[THINGS TO DO]:
A – The text on dating later in life names some kinds of baggage as less benign than the "normal" ones. List every one of those less benign kinds.
B – Pick up the text on dating later in life after its final sentence and keep writing.
+++ QUOTED PASSAGE +++
To launch right into my thoughts... if any one of you (and I say "you" because I'm already there) should find yourselves in a sitch where you are seeking a new relationship, at our ages (over 30, 40, 50, 60...) it's going to be impossible to find a person who doesn't bring some baggage. That might be in the form of health issues, former spouses (living or dead), children, grandchildren, financial successes and failures, death(s) of parent(s) and other close loved ones, and on and on. Maybe we could classify these as "normal" (the dreaded n-word) kinds of baggage due to just having been on the road awhile.
Then there are Other, less benign kinds of baggage... past spouse committed suicide, infidelity on one or both parts, jail/prison time, active alcoholism (in my R case) or even alcoholism/narcotic recovery (which is its own kind of baggage), children of new SO who have any of the above problems, parents/other relatives of the SO who have any of the above problems.
And then of course there are the known and unknown chronic and acute health issues. When I met my late H, his kidneys were already failing (creatinine of 2.4, for you medical types), but I didn't know what that meant.
When I started my round of internet dating, I did meet one guy I really liked. We sat at a La Madeleine and he told me he had MS. I thought I was going to throw up... but I didn't say anything. When we parted, I called my best friend on the phone and cried all the way back home. I might have proceeded into this R anyway (stupidly) except that he told me he was still in love with BOTH his ex-wives!
+++ RECORDS SUPPLIED +++
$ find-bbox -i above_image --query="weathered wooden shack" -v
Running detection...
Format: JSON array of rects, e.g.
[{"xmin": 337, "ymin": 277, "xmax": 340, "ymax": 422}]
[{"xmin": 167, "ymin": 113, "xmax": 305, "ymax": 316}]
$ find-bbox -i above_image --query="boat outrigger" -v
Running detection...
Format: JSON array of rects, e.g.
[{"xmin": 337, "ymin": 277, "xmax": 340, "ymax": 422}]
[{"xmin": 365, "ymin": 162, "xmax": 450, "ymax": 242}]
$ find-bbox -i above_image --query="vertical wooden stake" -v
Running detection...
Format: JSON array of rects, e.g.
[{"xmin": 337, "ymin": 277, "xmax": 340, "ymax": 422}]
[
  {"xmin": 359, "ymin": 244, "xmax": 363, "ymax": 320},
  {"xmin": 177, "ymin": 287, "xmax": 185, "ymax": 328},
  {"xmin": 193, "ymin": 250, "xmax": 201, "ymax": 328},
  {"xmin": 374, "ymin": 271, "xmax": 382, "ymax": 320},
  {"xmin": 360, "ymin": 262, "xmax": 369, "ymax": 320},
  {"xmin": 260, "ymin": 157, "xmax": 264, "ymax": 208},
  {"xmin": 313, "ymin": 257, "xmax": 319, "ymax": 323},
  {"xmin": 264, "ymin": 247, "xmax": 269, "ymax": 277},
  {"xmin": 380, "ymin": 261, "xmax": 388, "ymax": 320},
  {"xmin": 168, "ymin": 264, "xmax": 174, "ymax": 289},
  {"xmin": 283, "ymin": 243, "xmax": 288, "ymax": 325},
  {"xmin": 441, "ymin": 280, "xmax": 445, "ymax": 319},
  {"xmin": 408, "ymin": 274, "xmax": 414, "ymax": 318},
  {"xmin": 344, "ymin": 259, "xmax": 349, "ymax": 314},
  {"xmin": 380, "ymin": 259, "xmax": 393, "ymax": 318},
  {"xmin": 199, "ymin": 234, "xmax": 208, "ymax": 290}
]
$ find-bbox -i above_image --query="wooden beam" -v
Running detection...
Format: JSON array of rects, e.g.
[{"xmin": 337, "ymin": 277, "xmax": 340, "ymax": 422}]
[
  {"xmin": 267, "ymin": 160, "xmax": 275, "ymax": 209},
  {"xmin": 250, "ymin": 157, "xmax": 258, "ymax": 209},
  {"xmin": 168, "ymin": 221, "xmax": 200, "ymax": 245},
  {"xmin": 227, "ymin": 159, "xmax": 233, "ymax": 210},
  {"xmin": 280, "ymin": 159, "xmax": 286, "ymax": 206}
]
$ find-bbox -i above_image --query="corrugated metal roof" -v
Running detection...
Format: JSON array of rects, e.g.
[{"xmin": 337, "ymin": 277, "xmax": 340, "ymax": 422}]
+++
[ANSWERS FOR THIS EXERCISE]:
A –
- Past spouse committed suicide
- Infidelity on one or both parts
- Jail/prison time
- Active alcoholism
- Alcoholism/narcotic recovery
- Children of the new SO who have any of the above problems
- Parents/other relatives of the SO who have any of the above problems

B –
Three years ago my bf had chest pains while mowing the lawn and a week later had quad bypass surgery. Can you imagine how felt as I sat by yet ANOTHER bed in yet ANOTHER ICU?
I'm not sure what I'm exactly getting at... except that if you're alive, you have problems. The question is, what kind of problems can you live with?
I definitely agree with these comments of NOP's:
Quote:
My opinion is and was that a relationship is what you make of it, with some obvious exceptions. I also agree that the lesser the issues at the onset of the relationship, the greater the chances are for long term success. I remain unconvinced that stopping a relationship early on when some issues first appear is always appropriate. I am highly skeptical that always ending an older relationship because a problem arises due to an early unresolved issue bears any merit.
it's just that sometimes it's hard to know which issues go in which categories.
It's interesting how many of us on here got clear messages telegraphed at the very beginning of the R that sex would be a problem, but we went blithely ahead with the R. The book "He's Just Not That Into You" is very helpful in this regard at the beginning of the R. The author of "Mating in Captivity" also talks about the circumstances at the beginnings of R's.
I'm very interested in hearing others' comments, too.